**SET TASKS**
1. Using the Piecuch biography, state whether each statement is true: (a) Piecuch received his Ph.D. degree in 1988; (b) at the University of Arizona, Piecuch worked with Professor Rodney J. Bartlett; (c) Piecuch was named a University Distinguished Professor in 2004. For each statement, answer yes or no and quote the words of the biography that decide it.
2. Write out the portion of the Piecuch biography word for word, starting with "Piotr Piecuch (born" and going on through "GAMESS (US) package.".

Piotr Piecuch (born January 21, 1960) is a Polish-born American physical chemist. He holds the title of University Distinguished Professor in the Department of Chemistry at Michigan State University, East Lansing, Michigan, United States. He supervises a group, whose research focuses on theoretical and computational chemistry as well as theoretical and computational physics, particularly on the development and applications of many-body methods for accurate quantum calculations for molecular systems and atomic nuclei, including methods based on coupled cluster theory, mathematical methods of chemistry and physics, and theory of intermolecular forces. His group is also responsible for the development of the coupled-cluster computer codes incorporated in the widely used GAMESS (US) package.

Education and academic posts
Piecuch studied chemistry at the undergraduate and graduate levels at the University of Wrocław, Poland. He received his M.S. degree in 1983 and Ph.D. degree in 1988. After postdoctoral and research faculty appointments at the University of Waterloo, Canada (1988–91, 1994–95), where he worked with Professors Josef Paldus and Jiri Čížek, University of Arizona (1992–93), where he worked with Professor Ludwik Adamowicz, University of Toronto, Canada (1995–97), where he worked with the recipient of the 1986 Nobel Prize in Chemistry, Professor John C. Polanyi, and University of Florida (1997–98), where he worked with Professor Rodney J. Bartlett, he joined the faculty at Michigan State University as an assistant professor in 1998. He was promoted to an associate professor in 2002 and professor in 2004. He was named a University Distinguished Professor in 2007. While his primary appointment at Michigan State University is with the Department of Chemistry, he has also held adjunct professorship appointments in the Department of Physics and Astronomy (2003–10, 2014-). During his tenure at Michigan State University, he was named a visiting professor at the University of Coimbra, Portugal (2006), Kyoto University, Japan (2005), Institute for Molecular Science, National Institutes of Natural Sciences, in Okazaki, Japan (2012–13), and a Clark Way Harrison Distinguished Visiting Professor at the Washington University in St. Louis, United States (2016). The latter visit resulted in the creation of the on-line lecture series on algebraic and diagrammatic methods for many-fermion systems, consisting of more than 40 high-definition videos, available on YouTube.

[Pointing and labeling entries]
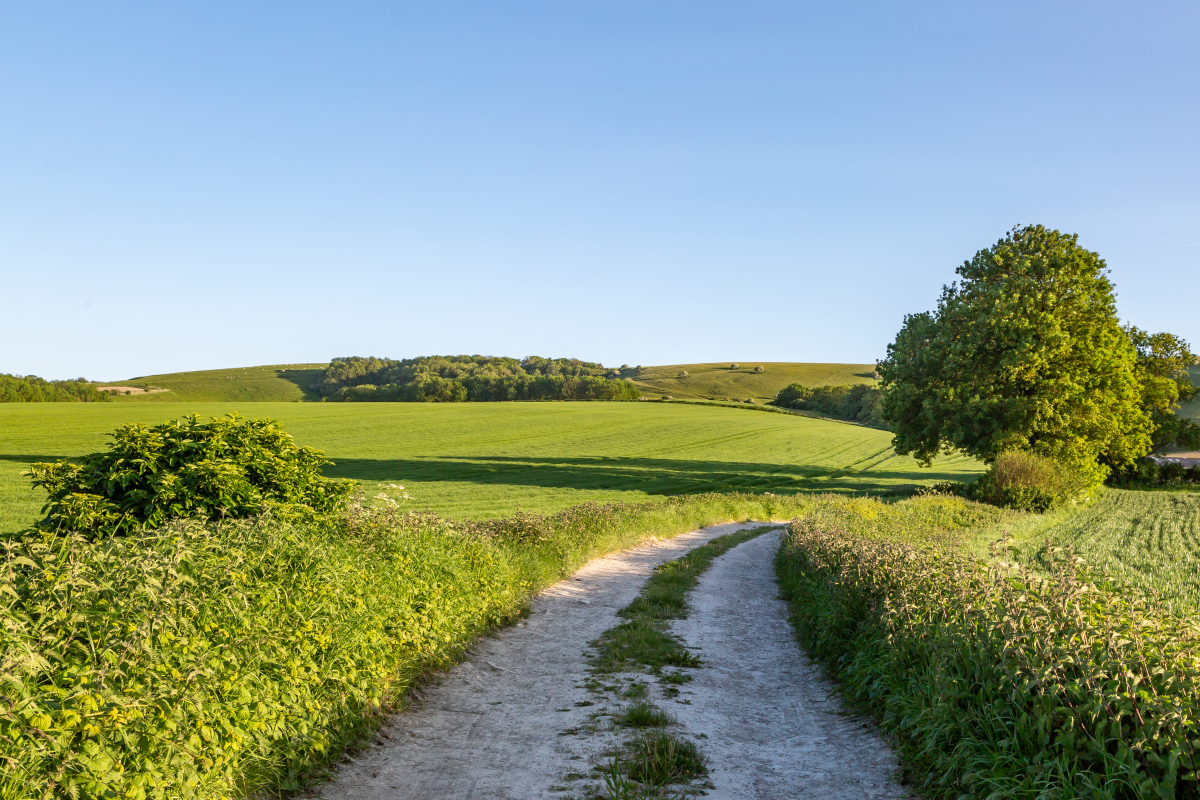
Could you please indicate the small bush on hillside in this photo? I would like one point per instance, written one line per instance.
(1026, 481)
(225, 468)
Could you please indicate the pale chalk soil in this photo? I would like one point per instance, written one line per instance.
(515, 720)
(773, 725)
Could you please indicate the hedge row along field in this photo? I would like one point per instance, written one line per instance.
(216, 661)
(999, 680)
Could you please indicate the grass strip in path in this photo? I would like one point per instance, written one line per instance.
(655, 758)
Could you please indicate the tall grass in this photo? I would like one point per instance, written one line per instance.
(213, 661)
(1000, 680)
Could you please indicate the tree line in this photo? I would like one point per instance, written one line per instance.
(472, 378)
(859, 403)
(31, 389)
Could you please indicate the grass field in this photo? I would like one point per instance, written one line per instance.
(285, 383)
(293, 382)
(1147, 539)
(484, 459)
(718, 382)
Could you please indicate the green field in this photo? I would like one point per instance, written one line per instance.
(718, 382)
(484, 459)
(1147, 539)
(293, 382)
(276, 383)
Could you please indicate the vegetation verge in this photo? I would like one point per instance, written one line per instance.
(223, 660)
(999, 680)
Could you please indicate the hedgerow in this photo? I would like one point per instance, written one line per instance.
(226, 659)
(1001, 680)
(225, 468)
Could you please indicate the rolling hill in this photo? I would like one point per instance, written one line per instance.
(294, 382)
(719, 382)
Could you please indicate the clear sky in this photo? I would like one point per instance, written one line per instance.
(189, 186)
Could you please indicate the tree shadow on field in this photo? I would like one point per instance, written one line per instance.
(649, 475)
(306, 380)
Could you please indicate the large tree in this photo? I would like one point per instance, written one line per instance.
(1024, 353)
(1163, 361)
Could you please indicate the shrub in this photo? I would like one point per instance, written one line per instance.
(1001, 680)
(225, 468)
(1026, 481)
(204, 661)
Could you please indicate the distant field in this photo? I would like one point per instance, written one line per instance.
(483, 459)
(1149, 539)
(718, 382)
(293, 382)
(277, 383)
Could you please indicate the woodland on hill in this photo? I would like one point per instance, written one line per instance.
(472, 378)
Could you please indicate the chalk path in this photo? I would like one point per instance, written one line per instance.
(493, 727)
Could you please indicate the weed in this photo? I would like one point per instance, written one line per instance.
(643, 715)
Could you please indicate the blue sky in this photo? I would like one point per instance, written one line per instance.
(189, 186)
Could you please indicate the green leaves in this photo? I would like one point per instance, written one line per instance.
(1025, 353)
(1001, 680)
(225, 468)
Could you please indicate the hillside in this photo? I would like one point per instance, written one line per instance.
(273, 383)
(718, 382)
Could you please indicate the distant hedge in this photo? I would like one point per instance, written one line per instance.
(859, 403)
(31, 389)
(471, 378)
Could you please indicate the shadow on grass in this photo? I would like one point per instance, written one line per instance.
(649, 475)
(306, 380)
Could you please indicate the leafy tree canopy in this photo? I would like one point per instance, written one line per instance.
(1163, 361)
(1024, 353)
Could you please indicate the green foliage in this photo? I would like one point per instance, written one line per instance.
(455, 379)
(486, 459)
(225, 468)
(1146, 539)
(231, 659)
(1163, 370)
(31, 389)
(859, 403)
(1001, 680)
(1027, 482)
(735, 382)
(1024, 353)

**RESPONSE LIST**
1.
(a) Yes: "He received his M.S. degree in 1983 and Ph.D. degree in 1988."
(b) No: "University of Arizona (1992–93), where he worked with Professor Ludwik Adamowicz"
(c) No: "He was named a University Distinguished Professor in 2007."

2.
Piotr Piecuch (born January 21, 1960) is a Polish-born American physical chemist. He holds the title of University Distinguished Professor in the Department of Chemistry at Michigan State University, East Lansing, Michigan, United States. He supervises a group, whose research focuses on theoretical and computational chemistry as well as theoretical and computational physics, particularly on the development and applications of many-body methods for accurate quantum calculations for molecular systems and atomic nuclei, including methods based on coupled cluster theory, mathematical methods of chemistry and physics, and theory of intermolecular forces. His group is also responsible for the development of the coupled-cluster computer codes incorporated in the widely used GAMESS (US) package.